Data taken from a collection
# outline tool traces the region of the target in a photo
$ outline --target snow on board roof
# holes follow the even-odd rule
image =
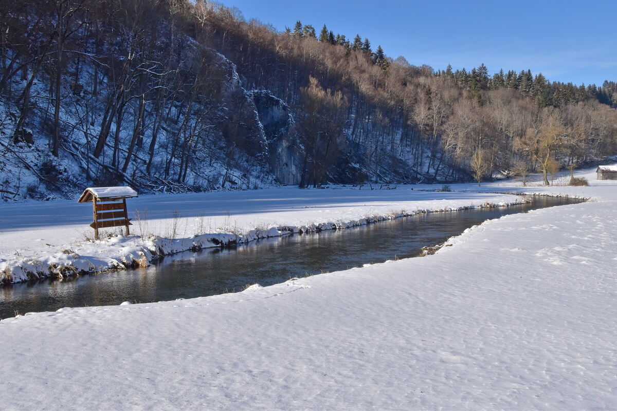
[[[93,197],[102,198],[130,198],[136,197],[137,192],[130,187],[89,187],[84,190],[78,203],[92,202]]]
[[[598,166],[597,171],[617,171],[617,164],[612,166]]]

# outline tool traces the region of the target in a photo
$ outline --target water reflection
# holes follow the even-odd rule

==

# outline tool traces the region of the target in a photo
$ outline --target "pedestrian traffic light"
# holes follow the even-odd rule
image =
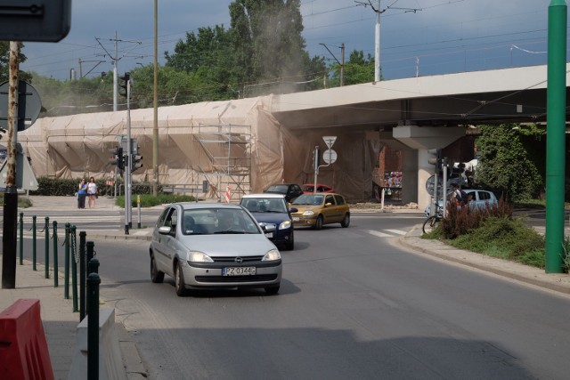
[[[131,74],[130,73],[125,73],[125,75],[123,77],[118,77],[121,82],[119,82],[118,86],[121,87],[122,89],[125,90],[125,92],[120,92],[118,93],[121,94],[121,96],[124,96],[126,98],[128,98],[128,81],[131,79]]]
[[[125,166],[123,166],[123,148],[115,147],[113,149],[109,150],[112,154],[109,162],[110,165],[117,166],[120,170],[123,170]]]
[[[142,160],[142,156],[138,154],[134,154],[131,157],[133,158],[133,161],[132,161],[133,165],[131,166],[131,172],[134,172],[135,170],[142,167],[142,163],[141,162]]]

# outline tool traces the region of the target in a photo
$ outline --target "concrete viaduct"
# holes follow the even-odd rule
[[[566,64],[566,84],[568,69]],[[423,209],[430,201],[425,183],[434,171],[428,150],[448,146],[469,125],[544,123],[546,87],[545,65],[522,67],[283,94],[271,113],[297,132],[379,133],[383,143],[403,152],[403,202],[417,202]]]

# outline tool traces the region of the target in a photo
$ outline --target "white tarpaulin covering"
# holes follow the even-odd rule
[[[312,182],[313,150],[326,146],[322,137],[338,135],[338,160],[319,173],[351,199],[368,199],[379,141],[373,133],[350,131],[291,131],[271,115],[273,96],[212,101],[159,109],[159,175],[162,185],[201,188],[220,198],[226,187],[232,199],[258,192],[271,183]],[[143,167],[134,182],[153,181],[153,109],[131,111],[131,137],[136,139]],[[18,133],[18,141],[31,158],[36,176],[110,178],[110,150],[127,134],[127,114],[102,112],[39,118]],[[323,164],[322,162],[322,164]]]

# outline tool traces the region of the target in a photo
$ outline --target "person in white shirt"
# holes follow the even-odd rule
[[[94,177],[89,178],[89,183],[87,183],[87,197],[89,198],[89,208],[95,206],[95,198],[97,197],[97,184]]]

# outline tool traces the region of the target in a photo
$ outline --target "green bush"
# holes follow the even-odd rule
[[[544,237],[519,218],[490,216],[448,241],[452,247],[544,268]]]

...

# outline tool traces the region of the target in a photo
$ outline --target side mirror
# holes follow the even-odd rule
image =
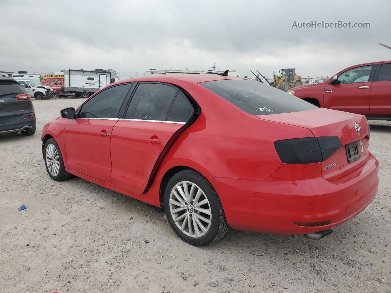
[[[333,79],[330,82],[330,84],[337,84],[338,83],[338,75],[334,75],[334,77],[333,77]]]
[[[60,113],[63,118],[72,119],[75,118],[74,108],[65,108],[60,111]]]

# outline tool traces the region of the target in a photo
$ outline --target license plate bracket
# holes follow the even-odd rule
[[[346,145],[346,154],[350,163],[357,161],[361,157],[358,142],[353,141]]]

• **Work instructions**
Pick out each line above that contains the string "white". Case matters.

• **Task solution**
$ outline --target "white tarpaulin covering"
$ outline --target "person in white shirt"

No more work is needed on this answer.